--- start of Source text ---

Blueprint references to level Actors are lost when streaming out and back in the level

Answers.Archive · September 11, 2018, 8:54pm

Hello, sorry for late response. I’ve made a workaround, but now we probably have the problem with the same nature.

And I don’t think I have access to your vcs, could you upload a patch withyour fix?
Thanks.

PS We are not using Compile Manager in our version, that’s the reason why it still actual for me.

Answers.Archive · September 11, 2018, 8:54pm

Attached a diff generated from the shelved change. This was made against the latest code in Dev-Networking.

Answers.Archive · September 11, 2018, 8:54pm

Thanks for the patcth. It works.
But after applying the patch we’ve faced very strange crash

callstack lines can be a little bit different, so I will show a code after a callstack:

CallStack - OTWD!FDebug::AssertFailed() [c:\jenkins\workspace\otwd-win\ue4\engine\source\runtime\core\private\misc\assertionmacros.cpp:414]
OTWD!UActorChannel::CleanupReplicators() [c:\jenkins\workspace\otwd-win\ue4\engine\source\runtime\engine\private\datachannel.cpp:1567]
OTWD!UNetDriver::Shutdown() [c:\jenkins\workspace\otwd-win\ue4\engine\source\runtime\engine\private\networkdriver.cpp:1167]
OTWD!DestroyNamedNetDriver_Local() [c:\jenkins\workspace\otwd-win\ue4\engine\source\runtime\engine\private\unrealengine.cpp:9399]
OTWD!UEngine::ShutdownWorldNetDriver() [c:\jenkins\workspace\otwd-win\ue4\engine\source\runtime\engine\private\unrealengine.cpp:9231]
OTWD!UEngine::LoadMap() [c:\jenkins\workspace\otwd-win\ue4\engine\source\runtime\engine\private\unrealengine.cpp:10352]
OTWD!UEngine::Browse() [c:\jenkins\workspace\otwd-win\ue4\engine\source\runtime\engine\private\unrealengine.cpp:9971]
OTWD!UEngine::TickWorldTravel() [c:\jenkins\workspace\otwd-win\ue4\engine\source\runtime\engine\private\unrealengine.cpp:10189]
OTWD!UGameEngine::Tick() [c:\jenkins\workspace\otwd-win\ue4\engine\source\runtime\engine\private\gameengine.cpp:1211]
OTWD!FEngineLoop::Tick() [c:\jenkins\workspace\otwd-win\ue4\engine\source\runtime\launch\private\launchengineloop.cpp:3301]
OTWD!GuardedMain() [c:\jenkins\workspace\otwd-win\ue4\engine\source\runtime\launch\private\launch.cpp:166]
OTWD!GuardedMainWrapper() [c:\jenkins\workspace\otwd-win\ue4\engine\source\runtime\launch\private\windows\launchwindows.cpp:134]
OTWD!WinMain() [c:\jenkins\workspace\otwd-win\ue4\engine\source\runtime\launch\private\windows\launchwindows.cpp:210]
OTWD!__scrt_common_main_seh() [f:\dd\vctools\crt\vcstartup\src\startup\exe_common.inl:253]
kernel32
ntdll

Crash callstack leads to line with for iterator:

oid UActorChannel::CleanupReplicators( const bool bKeepReplicators )

--- end of Source text ---
--- start of Extracted information ---

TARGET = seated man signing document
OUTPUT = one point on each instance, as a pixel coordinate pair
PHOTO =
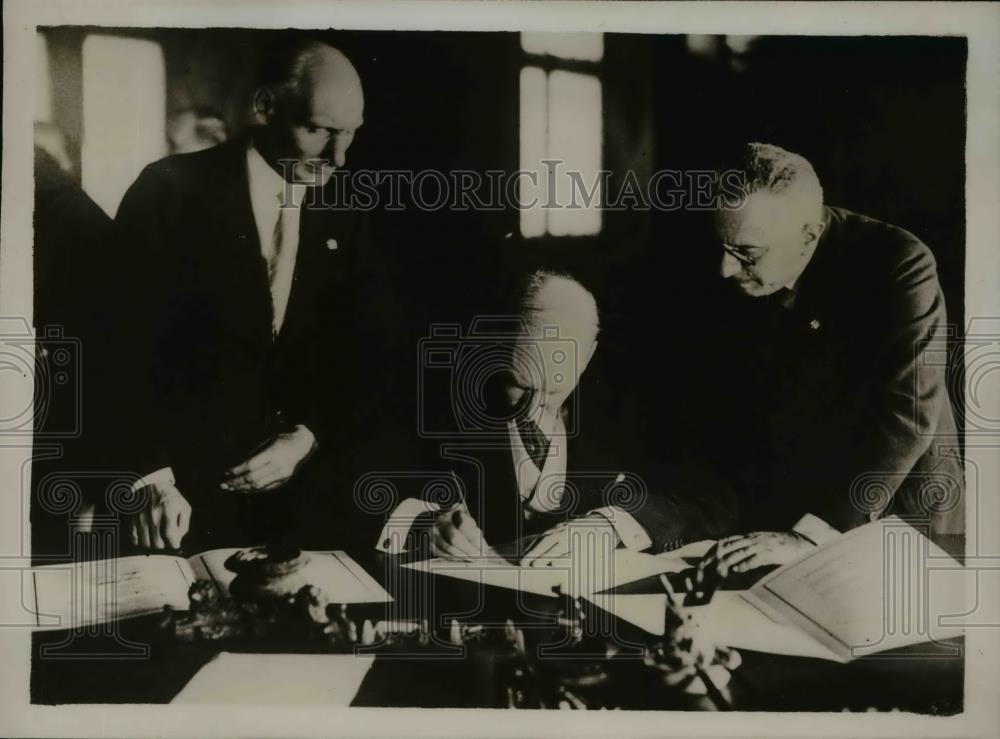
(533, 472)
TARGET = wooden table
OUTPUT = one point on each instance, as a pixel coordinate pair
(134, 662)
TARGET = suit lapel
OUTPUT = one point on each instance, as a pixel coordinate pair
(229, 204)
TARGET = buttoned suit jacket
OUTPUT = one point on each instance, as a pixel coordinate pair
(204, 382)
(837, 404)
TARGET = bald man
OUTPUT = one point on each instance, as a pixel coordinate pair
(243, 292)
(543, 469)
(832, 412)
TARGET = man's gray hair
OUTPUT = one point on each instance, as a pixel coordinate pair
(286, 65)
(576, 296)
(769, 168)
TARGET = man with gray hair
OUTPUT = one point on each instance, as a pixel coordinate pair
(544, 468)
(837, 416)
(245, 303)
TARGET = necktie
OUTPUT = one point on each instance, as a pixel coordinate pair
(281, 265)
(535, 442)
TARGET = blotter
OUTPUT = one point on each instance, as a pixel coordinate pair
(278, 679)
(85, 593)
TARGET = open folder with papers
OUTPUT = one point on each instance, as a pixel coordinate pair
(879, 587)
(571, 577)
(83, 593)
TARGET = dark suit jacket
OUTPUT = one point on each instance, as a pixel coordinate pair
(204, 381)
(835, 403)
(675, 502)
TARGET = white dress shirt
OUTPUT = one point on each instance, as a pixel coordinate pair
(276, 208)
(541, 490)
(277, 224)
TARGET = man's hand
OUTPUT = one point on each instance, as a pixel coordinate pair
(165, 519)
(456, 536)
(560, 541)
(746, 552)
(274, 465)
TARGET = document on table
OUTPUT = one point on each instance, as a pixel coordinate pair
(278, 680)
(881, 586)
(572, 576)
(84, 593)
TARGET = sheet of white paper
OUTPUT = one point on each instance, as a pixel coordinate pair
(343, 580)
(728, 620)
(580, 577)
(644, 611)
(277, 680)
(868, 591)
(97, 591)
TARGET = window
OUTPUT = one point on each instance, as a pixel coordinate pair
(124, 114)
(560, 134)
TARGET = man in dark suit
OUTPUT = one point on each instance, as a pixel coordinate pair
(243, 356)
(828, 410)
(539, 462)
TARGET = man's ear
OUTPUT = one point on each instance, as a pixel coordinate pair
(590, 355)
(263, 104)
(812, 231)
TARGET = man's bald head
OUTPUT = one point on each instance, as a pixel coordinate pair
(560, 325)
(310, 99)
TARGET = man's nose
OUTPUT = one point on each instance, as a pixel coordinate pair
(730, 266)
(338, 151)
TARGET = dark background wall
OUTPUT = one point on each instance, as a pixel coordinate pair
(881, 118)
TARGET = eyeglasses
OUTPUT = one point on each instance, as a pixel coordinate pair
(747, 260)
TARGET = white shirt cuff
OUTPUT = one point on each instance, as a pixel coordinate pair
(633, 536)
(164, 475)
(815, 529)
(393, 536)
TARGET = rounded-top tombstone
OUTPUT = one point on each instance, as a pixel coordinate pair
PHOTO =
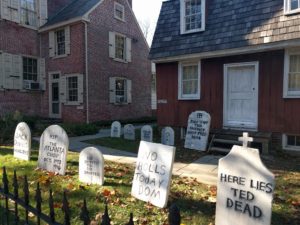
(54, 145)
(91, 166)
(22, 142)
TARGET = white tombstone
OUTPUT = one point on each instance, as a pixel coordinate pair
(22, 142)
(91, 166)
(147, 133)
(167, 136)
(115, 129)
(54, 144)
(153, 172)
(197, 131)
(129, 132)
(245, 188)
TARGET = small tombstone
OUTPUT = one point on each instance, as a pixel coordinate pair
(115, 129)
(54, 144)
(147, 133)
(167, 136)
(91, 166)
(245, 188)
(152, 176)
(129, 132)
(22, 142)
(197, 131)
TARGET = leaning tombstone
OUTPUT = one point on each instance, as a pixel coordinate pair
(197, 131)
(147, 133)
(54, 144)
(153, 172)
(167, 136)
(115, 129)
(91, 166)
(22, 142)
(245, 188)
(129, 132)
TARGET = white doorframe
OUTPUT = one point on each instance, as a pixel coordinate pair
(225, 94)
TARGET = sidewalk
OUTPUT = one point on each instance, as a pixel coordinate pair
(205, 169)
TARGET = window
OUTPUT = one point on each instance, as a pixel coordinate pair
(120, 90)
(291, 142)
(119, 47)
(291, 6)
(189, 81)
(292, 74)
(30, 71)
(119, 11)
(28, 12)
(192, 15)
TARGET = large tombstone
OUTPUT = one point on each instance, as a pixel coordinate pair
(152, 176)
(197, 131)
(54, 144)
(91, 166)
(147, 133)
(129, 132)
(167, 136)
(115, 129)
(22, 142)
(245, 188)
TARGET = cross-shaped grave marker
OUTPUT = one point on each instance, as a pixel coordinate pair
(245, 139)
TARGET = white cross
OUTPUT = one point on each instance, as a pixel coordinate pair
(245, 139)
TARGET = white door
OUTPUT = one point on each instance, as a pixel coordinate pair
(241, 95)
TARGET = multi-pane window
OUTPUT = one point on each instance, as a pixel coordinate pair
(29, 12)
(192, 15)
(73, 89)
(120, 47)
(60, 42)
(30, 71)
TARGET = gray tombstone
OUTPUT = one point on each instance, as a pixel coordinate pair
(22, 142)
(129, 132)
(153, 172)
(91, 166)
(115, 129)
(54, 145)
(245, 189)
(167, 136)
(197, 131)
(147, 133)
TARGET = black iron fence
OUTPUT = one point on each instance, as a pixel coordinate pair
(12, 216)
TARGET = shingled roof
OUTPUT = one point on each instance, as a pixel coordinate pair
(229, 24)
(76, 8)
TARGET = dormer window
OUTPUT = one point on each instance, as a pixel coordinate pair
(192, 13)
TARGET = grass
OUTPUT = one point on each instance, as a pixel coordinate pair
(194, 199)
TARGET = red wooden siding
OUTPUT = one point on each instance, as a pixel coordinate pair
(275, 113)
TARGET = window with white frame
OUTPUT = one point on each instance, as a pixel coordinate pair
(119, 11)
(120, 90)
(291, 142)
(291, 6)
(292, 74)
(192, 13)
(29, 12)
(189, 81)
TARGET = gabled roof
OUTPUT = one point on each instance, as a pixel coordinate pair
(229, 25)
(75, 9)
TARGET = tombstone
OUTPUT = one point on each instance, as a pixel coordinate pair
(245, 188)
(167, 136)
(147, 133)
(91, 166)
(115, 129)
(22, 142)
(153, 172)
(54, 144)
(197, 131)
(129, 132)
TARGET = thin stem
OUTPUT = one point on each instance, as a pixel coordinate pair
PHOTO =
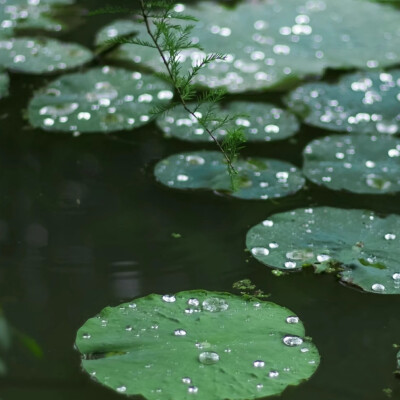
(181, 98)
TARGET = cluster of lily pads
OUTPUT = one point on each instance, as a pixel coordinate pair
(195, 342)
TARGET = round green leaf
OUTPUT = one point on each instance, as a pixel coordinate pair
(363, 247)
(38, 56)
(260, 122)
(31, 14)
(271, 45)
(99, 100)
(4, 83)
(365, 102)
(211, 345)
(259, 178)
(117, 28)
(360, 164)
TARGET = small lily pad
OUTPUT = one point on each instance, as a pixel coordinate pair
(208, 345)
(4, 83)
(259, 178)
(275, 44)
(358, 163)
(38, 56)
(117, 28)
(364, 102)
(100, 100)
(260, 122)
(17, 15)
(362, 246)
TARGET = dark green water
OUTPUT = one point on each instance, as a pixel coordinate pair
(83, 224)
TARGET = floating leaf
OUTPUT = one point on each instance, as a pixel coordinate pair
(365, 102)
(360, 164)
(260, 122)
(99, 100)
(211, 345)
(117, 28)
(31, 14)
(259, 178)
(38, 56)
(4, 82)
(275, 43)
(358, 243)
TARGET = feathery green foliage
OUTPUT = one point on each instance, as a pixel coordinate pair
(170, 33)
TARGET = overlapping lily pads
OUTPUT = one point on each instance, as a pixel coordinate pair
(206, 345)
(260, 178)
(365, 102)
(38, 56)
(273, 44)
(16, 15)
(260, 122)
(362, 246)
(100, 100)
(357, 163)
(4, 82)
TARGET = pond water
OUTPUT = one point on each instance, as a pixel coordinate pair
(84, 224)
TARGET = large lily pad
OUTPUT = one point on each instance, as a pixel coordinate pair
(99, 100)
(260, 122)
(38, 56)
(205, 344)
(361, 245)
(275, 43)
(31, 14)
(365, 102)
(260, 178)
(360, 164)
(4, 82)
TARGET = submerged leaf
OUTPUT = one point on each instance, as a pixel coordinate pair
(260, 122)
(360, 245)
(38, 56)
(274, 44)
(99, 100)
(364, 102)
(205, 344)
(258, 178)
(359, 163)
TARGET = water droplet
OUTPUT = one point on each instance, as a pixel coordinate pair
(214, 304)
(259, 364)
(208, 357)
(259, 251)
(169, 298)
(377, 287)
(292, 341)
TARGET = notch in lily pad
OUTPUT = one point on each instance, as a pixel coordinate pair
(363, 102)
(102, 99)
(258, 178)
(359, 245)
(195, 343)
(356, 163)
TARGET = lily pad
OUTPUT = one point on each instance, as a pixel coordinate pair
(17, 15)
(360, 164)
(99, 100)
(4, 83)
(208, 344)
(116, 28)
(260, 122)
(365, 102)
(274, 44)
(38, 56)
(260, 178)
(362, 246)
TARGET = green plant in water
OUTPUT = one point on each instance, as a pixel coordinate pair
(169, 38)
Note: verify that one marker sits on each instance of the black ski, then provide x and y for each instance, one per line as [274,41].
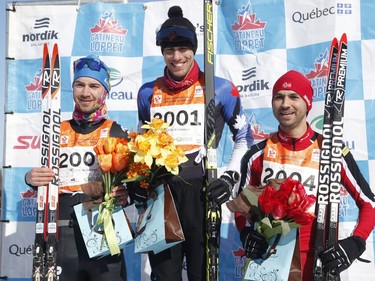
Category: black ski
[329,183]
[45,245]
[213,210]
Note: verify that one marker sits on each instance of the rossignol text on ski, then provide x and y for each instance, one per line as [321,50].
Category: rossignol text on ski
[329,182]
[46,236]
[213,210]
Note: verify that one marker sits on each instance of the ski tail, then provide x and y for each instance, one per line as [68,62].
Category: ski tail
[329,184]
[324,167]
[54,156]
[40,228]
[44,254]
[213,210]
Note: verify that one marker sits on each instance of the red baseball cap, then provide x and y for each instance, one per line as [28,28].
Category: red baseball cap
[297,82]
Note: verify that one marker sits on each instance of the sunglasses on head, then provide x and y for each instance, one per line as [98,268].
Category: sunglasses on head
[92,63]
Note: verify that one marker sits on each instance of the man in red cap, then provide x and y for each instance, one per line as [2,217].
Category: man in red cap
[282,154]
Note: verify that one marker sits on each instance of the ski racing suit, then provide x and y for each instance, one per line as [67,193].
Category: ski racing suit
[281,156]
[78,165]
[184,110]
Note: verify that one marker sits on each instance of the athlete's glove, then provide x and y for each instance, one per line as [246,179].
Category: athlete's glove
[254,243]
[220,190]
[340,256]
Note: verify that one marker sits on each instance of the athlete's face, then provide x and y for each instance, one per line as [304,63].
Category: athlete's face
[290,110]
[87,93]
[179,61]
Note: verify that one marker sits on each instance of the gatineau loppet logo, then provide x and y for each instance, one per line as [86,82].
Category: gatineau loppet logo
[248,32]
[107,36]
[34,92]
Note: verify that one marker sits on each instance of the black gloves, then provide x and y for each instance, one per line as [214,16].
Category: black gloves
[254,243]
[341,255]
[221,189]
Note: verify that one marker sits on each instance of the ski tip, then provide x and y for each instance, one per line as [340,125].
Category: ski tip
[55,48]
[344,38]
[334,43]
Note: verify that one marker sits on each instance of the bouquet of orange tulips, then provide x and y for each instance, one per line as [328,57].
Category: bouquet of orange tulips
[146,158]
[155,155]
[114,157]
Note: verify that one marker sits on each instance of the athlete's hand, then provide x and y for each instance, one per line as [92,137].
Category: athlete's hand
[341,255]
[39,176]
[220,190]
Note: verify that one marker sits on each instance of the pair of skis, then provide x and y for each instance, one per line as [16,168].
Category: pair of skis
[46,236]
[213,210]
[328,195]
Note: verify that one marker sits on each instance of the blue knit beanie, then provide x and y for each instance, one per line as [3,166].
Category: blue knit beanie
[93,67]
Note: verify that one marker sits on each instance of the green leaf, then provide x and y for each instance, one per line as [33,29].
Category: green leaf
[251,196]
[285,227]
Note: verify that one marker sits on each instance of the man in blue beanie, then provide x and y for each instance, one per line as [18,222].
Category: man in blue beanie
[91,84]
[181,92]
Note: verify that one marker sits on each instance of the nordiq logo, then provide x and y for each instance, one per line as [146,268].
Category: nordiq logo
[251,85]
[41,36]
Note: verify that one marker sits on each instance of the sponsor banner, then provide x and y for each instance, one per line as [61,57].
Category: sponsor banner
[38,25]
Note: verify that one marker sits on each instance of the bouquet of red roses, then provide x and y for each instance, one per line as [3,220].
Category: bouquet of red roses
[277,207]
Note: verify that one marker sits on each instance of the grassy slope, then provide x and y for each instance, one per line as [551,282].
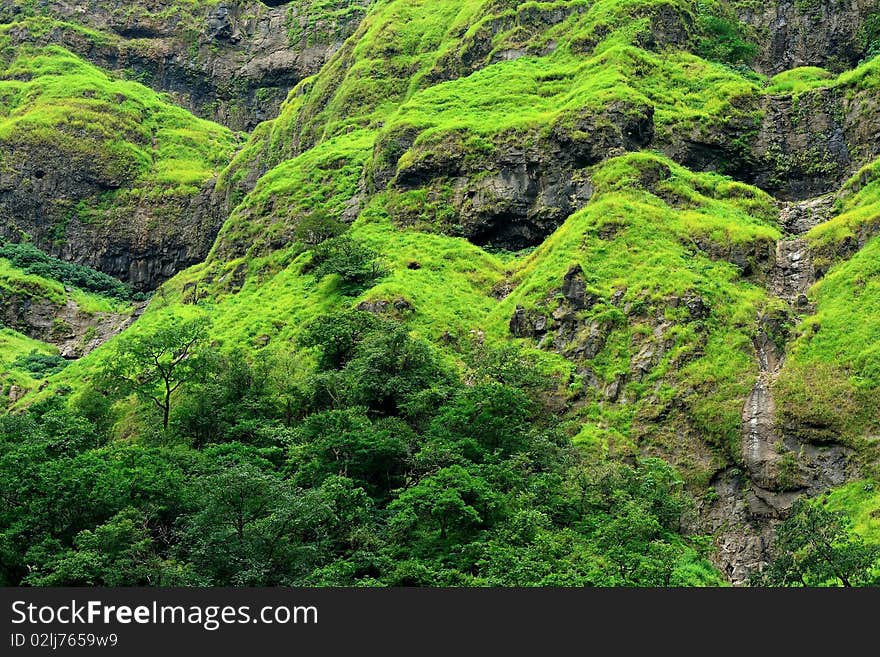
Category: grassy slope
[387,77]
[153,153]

--- end of Extracted information ---

### What to work on:
(1) Check each statement against the Blueprint references thread and answer yes or no, quoting the words that decide it.
(a) The attached diff was made against the latest code in Dev-Networking.
(b) The team asking for the patch uses Compile Manager in their version.
(c) The patch did not work for the team that applied it.
(2) According to the Blueprint references thread, what was the attached diff generated from?
(3) Carry the Blueprint references thread forward from the point where it stops.

### Outputs in order:
(1)
(a) Yes: "This was made against the latest code in Dev-Networking."
(b) No: "We are not using Compile Manager in our version"
(c) No: "It works."

(2) It was generated from the shelved change.

(3)
{
	// Cleanup or save replicators
	for ( auto CompIt = ReplicationMap.CreateIterator(); CompIt; ++CompIt )
	{
             if ( bKeepReplicators && CompIt.Value()->GetObject() != nullptr )

Crash reason is out of bounds array index

Is it something with iterator implementation in this case? I can’t imagine how for line can crash with empty arrays. Or can it be just access to the invalid object, and the line is wrong just because of optimization level? This bug is very hard to reproduce, and we don’t have resources to catch it on the level without optimization.

Top level code causing the crash is the code from the patch:

		for (auto It = ServerConnection->ActorChannels.CreateIterator(); It; ++It)
		{
			UActorChannel* Channel = It.Value();
			if (Channel)
			{
				Channel->CleanupReplicators();
			}
		}

Maybe I should add some additional checks somewhere?

Answers.Archive · September 11, 2018, 8:54pm

Thanks a lot.

PS I am on my way in restoring perforce access to avoid this problems in the future.

Answers.Archive · September 11, 2018, 8:54pm

Hello,

Thanks for the fix!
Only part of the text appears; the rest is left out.